═════ Data in this exercise
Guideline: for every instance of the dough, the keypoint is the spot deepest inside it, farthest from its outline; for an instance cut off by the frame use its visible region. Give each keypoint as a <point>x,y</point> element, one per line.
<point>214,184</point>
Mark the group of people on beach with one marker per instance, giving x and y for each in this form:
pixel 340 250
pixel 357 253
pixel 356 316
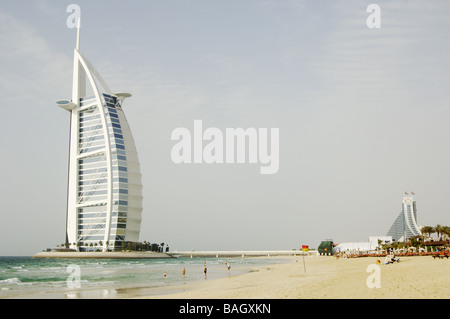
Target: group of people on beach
pixel 205 269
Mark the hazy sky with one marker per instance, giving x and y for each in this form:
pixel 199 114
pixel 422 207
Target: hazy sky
pixel 362 113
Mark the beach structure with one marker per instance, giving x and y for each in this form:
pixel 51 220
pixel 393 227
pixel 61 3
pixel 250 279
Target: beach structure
pixel 104 192
pixel 405 225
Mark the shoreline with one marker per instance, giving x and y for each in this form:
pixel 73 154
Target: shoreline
pixel 327 277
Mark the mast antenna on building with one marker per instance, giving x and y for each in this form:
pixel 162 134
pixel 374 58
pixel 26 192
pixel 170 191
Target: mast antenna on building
pixel 78 33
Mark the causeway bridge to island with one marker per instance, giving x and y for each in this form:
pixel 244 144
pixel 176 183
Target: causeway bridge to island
pixel 240 253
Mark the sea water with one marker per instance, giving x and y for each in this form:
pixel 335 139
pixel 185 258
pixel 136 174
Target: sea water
pixel 26 277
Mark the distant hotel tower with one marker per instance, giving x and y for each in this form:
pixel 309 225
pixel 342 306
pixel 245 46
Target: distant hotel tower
pixel 104 200
pixel 405 226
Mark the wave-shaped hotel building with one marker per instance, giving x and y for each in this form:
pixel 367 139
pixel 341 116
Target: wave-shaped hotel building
pixel 406 225
pixel 104 200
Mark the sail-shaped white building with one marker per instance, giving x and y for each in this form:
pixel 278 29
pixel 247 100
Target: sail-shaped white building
pixel 405 225
pixel 104 200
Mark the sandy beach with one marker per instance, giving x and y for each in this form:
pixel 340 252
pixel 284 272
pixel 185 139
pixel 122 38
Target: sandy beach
pixel 327 277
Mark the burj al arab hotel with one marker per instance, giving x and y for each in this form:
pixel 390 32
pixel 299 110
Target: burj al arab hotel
pixel 104 200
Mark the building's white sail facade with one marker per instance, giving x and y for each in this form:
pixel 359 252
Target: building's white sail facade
pixel 104 204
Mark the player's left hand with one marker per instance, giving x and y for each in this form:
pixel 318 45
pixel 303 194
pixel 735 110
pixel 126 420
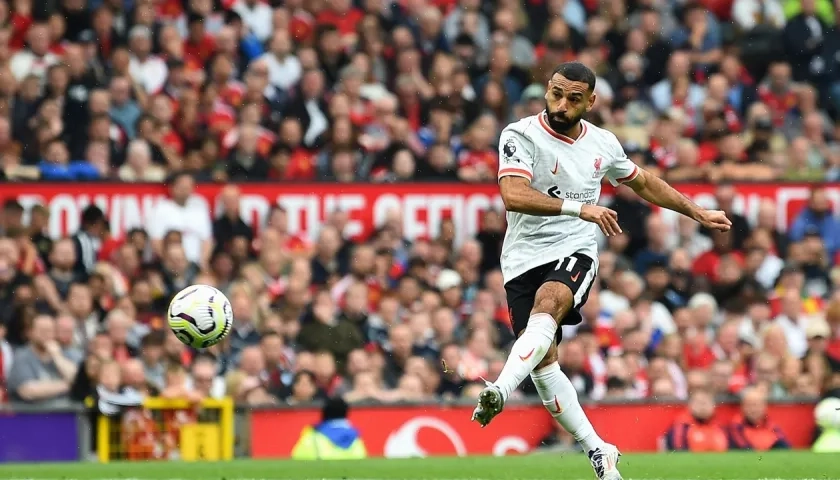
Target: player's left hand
pixel 714 219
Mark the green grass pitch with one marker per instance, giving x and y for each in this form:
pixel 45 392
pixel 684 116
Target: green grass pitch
pixel 549 466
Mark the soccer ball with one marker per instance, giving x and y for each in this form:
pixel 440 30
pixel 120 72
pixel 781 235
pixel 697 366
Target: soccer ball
pixel 200 316
pixel 827 413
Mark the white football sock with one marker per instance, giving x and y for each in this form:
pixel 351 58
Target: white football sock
pixel 527 352
pixel 560 399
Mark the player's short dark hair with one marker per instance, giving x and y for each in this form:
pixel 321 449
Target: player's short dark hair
pixel 576 72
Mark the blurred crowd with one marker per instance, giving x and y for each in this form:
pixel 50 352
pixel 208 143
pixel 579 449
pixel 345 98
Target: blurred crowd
pixel 383 91
pixel 713 91
pixel 675 311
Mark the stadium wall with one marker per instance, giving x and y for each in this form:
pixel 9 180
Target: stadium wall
pixel 433 430
pixel 423 205
pixel 36 436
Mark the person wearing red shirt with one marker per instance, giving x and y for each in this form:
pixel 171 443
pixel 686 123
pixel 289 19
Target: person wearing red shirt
pixel 697 353
pixel 250 115
pixel 753 429
pixel 707 264
pixel 695 430
pixel 342 15
pixel 300 162
pixel 162 111
pixel 777 92
pixel 478 161
pixel 199 46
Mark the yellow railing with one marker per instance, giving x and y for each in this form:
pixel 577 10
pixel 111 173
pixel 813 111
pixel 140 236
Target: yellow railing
pixel 168 429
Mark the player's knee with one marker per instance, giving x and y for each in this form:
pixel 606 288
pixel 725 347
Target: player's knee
pixel 553 298
pixel 549 358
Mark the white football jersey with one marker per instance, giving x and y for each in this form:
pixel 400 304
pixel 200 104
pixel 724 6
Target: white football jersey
pixel 563 168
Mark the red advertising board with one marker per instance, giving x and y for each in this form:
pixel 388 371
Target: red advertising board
pixel 412 431
pixel 422 206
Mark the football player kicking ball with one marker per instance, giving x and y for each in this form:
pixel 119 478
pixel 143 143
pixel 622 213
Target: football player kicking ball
pixel 550 170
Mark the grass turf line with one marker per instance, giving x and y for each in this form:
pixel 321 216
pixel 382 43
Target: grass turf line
pixel 681 466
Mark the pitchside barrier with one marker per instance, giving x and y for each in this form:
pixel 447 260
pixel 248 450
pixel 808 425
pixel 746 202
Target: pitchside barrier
pixel 165 429
pixel 214 430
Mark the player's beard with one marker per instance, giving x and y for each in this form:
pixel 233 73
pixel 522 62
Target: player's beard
pixel 561 123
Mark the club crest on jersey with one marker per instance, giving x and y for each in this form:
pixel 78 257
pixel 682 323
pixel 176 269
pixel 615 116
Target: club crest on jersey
pixel 509 150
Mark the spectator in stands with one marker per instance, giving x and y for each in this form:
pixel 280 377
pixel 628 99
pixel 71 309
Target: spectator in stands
pixel 819 218
pixel 184 208
pixel 41 374
pixel 333 438
pixel 752 429
pixel 151 354
pixel 695 430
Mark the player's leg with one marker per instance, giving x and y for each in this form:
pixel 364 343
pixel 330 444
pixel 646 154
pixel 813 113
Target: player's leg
pixel 553 386
pixel 535 317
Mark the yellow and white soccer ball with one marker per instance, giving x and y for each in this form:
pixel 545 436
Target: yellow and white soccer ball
pixel 827 413
pixel 200 316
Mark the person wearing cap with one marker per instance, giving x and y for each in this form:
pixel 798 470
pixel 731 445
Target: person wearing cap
pixel 333 438
pixel 695 430
pixel 752 429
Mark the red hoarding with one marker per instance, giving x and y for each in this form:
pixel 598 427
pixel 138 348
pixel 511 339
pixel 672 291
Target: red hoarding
pixel 422 205
pixel 410 431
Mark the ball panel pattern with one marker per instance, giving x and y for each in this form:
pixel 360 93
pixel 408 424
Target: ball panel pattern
pixel 200 316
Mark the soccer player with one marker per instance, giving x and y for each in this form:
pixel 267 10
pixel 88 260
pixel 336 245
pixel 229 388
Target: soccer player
pixel 550 171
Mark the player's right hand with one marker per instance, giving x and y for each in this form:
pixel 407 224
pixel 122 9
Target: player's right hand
pixel 605 218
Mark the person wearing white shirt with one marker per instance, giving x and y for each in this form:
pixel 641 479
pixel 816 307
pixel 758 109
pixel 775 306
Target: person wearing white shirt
pixel 138 164
pixel 793 323
pixel 257 16
pixel 186 213
pixel 284 69
pixel 148 70
pixel 748 13
pixel 36 59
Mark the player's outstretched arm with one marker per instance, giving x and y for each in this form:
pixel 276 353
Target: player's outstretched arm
pixel 657 191
pixel 521 198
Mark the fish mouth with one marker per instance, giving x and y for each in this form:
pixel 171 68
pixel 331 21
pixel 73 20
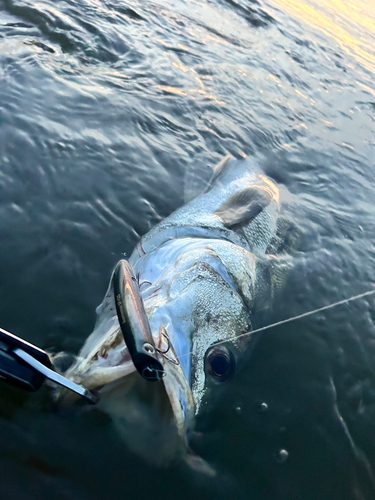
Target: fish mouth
pixel 153 418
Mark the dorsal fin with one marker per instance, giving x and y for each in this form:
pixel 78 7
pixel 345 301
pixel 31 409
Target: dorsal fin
pixel 244 206
pixel 220 167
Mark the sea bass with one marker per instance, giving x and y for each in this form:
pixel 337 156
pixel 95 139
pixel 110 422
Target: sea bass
pixel 205 274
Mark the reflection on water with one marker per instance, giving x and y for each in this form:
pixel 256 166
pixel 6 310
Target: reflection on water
pixel 351 24
pixel 112 113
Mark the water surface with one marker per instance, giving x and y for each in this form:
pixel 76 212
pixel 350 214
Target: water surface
pixel 111 116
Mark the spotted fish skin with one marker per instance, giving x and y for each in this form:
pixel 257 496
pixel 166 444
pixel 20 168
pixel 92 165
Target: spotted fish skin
pixel 210 268
pixel 205 273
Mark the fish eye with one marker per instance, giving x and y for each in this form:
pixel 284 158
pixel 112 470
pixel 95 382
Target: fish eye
pixel 220 363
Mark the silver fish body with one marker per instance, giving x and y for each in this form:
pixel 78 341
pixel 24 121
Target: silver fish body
pixel 204 273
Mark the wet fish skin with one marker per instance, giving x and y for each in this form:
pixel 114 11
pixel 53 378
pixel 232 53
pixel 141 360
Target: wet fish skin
pixel 205 270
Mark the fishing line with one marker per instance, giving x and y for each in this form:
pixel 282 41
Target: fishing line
pixel 294 318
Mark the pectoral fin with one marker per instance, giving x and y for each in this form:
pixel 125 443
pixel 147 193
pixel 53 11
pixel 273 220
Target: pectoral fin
pixel 244 206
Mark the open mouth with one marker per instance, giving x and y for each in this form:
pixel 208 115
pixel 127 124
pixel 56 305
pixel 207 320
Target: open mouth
pixel 138 377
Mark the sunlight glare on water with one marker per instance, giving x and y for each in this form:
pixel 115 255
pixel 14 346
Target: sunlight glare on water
pixel 112 114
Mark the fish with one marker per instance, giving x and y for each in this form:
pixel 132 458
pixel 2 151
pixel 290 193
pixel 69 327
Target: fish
pixel 206 274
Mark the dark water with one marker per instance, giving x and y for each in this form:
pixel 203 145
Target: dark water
pixel 109 113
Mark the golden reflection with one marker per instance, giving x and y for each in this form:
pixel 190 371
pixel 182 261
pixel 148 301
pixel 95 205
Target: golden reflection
pixel 326 17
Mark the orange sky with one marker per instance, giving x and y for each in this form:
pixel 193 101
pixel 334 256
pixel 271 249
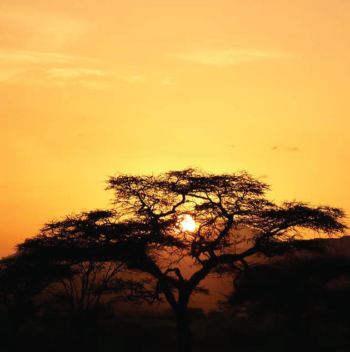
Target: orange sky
pixel 91 88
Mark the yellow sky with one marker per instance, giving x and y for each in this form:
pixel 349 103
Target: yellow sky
pixel 91 88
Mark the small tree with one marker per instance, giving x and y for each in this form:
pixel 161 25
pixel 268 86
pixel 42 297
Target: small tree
pixel 76 244
pixel 21 281
pixel 145 232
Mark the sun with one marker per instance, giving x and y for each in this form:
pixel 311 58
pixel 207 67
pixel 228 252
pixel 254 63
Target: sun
pixel 187 223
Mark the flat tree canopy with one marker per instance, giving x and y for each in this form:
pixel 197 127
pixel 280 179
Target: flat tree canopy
pixel 144 230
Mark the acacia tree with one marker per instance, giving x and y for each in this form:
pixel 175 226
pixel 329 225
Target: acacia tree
pixel 145 233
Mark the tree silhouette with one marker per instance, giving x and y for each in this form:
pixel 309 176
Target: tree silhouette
pixel 235 224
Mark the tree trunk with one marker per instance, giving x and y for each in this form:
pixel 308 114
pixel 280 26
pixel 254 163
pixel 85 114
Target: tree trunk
pixel 184 335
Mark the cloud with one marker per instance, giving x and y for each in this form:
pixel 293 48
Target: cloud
pixel 288 149
pixel 74 72
pixel 44 68
pixel 229 57
pixel 167 81
pixel 135 79
pixel 29 28
pixel 25 57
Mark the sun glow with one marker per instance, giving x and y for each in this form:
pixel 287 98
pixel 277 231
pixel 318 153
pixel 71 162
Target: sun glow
pixel 187 223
══════════
[Exercise requirements] What is needed is a verbatim copy of every line in the records above from the one containing "Target: player's leg" down to the one containing "Mark the player's outstretched", both included, and nothing more.

[Result of this task]
Target: player's leg
pixel 553 386
pixel 535 317
Mark the yellow and white soccer ball with one marker per instance, giving x and y for each in this form:
pixel 545 436
Target: yellow and white soccer ball
pixel 827 413
pixel 200 316
Mark the person wearing cap with one marker per instance, giving x and y for each in this form:
pixel 798 470
pixel 731 445
Target: person wearing cap
pixel 333 438
pixel 695 430
pixel 752 429
Mark the red hoarding with one marker per instance, giving x and y for each in this form:
pixel 598 427
pixel 138 348
pixel 511 339
pixel 672 291
Target: red hoarding
pixel 422 205
pixel 410 431
Mark the ball panel pattern with one marker per instance, giving x and y for each in this form:
pixel 360 93
pixel 408 424
Target: ball panel pattern
pixel 200 316
Mark the soccer player with one marker per instance, giving x and y for each in this form:
pixel 267 10
pixel 88 260
pixel 336 245
pixel 229 388
Target: soccer player
pixel 550 171
Mark the player's right hand with one marker per instance, giving x and y for each in this form:
pixel 407 224
pixel 122 9
Target: player's right hand
pixel 605 218
Mark the person wearing white shirt with one marker per instance, giving x and y for each in this form:
pixel 641 479
pixel 816 307
pixel 758 109
pixel 775 306
Target: person wearing white shirt
pixel 138 164
pixel 793 323
pixel 257 16
pixel 186 213
pixel 284 69
pixel 148 70
pixel 748 13
pixel 36 59
Mark the player's outstretched arm with one marker per instance, giving x and y for each in this form:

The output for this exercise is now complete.